Directions: Print the records below exactly as they appear.

Records for this task:

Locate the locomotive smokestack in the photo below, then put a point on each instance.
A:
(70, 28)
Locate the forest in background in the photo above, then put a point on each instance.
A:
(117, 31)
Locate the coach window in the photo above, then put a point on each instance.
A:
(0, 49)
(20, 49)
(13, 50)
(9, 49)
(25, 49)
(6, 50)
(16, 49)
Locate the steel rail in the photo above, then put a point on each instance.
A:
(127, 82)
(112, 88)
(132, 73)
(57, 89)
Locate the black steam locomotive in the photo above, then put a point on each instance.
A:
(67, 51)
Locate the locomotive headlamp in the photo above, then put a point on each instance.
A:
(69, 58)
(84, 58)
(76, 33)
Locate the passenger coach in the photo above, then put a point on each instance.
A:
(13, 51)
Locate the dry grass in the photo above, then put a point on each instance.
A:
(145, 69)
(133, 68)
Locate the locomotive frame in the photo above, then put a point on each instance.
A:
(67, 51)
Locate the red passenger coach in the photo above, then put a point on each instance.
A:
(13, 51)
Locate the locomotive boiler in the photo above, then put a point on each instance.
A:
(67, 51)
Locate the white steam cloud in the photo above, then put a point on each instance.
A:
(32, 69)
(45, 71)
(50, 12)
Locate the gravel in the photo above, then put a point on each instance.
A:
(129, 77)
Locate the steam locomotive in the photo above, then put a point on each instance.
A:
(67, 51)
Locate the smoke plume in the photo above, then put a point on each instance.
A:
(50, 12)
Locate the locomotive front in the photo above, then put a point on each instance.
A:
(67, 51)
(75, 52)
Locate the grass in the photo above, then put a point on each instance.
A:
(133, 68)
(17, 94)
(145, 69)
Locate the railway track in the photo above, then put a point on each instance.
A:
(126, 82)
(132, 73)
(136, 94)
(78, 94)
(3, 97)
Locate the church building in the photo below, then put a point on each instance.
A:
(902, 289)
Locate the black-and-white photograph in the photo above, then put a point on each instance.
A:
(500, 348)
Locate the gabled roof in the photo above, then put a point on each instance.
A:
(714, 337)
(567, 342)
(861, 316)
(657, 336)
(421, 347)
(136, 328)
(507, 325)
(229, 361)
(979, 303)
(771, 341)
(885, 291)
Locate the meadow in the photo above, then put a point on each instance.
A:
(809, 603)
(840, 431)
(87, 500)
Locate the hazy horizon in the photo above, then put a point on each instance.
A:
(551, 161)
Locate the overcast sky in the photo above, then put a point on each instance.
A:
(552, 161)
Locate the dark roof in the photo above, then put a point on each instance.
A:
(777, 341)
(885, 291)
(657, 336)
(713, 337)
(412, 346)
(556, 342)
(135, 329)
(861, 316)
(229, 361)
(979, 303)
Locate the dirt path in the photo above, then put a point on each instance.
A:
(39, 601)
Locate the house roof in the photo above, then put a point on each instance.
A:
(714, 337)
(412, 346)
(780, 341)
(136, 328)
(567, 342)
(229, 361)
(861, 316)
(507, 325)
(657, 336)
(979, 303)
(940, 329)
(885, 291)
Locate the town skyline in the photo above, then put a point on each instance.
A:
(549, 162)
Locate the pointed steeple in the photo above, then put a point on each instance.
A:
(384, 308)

Exercise response:
Locate the locomotive smokestack in the photo below, then put a point on each instance.
A:
(70, 28)
Locate the forest in background in the photo above, then put a point on each instance.
A:
(117, 31)
Locate the coach window in the photo above, then put a point on each instance.
A:
(0, 49)
(20, 49)
(13, 50)
(9, 49)
(25, 49)
(6, 50)
(16, 49)
Locate the steel rail in the photo above, then put a point on each instance.
A:
(127, 82)
(112, 88)
(132, 73)
(57, 89)
Locate the black steam locomotive in the photo above, then put a point on each instance.
A:
(67, 51)
Locate the locomotive headlamp in the photo above, then put a point on each instance.
A:
(69, 58)
(84, 58)
(76, 33)
Locate the passenger coach in the photo above, then put a point on each instance.
A:
(13, 51)
Locate the dry grass in the photo above, then put a point on each instance.
A:
(145, 69)
(133, 68)
Locate the locomotive frame in the photo above, then put a point on each instance.
A:
(67, 51)
Locate the red passenger coach in the photo above, then put a point on each instance.
A:
(13, 51)
Locate the locomotive boiler in the photo above, then put a point on each instance.
A:
(67, 51)
Locate the white steam cloud in the photo above, then put a point on each instance.
A:
(32, 69)
(45, 71)
(50, 12)
Locate the gravel in the photo above, then put a point on each instance.
A:
(129, 77)
Locate the steam locomotive in the photo above, then put a point on each instance.
A:
(67, 51)
Locate the smoke plume in the photo above, then put a point on each instance.
A:
(50, 12)
Locate the locomotive front in the photo above, then put a point on each instance.
A:
(67, 51)
(75, 52)
Locate the grass in the photo above, then put a point on each instance.
A:
(133, 68)
(17, 94)
(145, 69)
Locate the railway track in the photo above, then put a point on each instance.
A:
(126, 82)
(132, 73)
(136, 94)
(78, 94)
(3, 97)
Locate the church building in the photo below, then put a point on each instance.
A:
(902, 289)
Locate the black-and-white photograph in the photo above, then put a point on each instance.
A:
(500, 348)
Locate the gabled roof in the photo above, then put a point on each instance.
A:
(714, 337)
(567, 342)
(861, 316)
(657, 336)
(421, 347)
(136, 328)
(507, 325)
(229, 361)
(979, 303)
(771, 341)
(885, 291)
Locate the meadow in the photo above, then put a point on each instance.
A:
(809, 603)
(840, 431)
(87, 500)
Locate the hazy horizon in the photo above, then put a point on each instance.
A:
(551, 161)
Locate the overcast sky in the photo above, then put a point on each instance.
A:
(552, 161)
Locate the dark roof in the photo above, then put a point on each instance.
A:
(777, 341)
(885, 291)
(657, 336)
(713, 337)
(412, 346)
(556, 342)
(135, 329)
(861, 316)
(229, 361)
(979, 303)
Locate the dirt path in the photo above, then put a point on each instance.
A:
(39, 601)
Locate the house roof in the photo above, then put a point on each instance.
A:
(714, 337)
(412, 346)
(780, 341)
(136, 328)
(567, 342)
(229, 361)
(861, 316)
(507, 325)
(657, 336)
(979, 303)
(940, 329)
(885, 291)
Locate the town skyline in the photo above, then put a point on each instance.
A:
(549, 162)
Locate the pointed steeple in the photo above, then put a point on each instance.
A:
(384, 308)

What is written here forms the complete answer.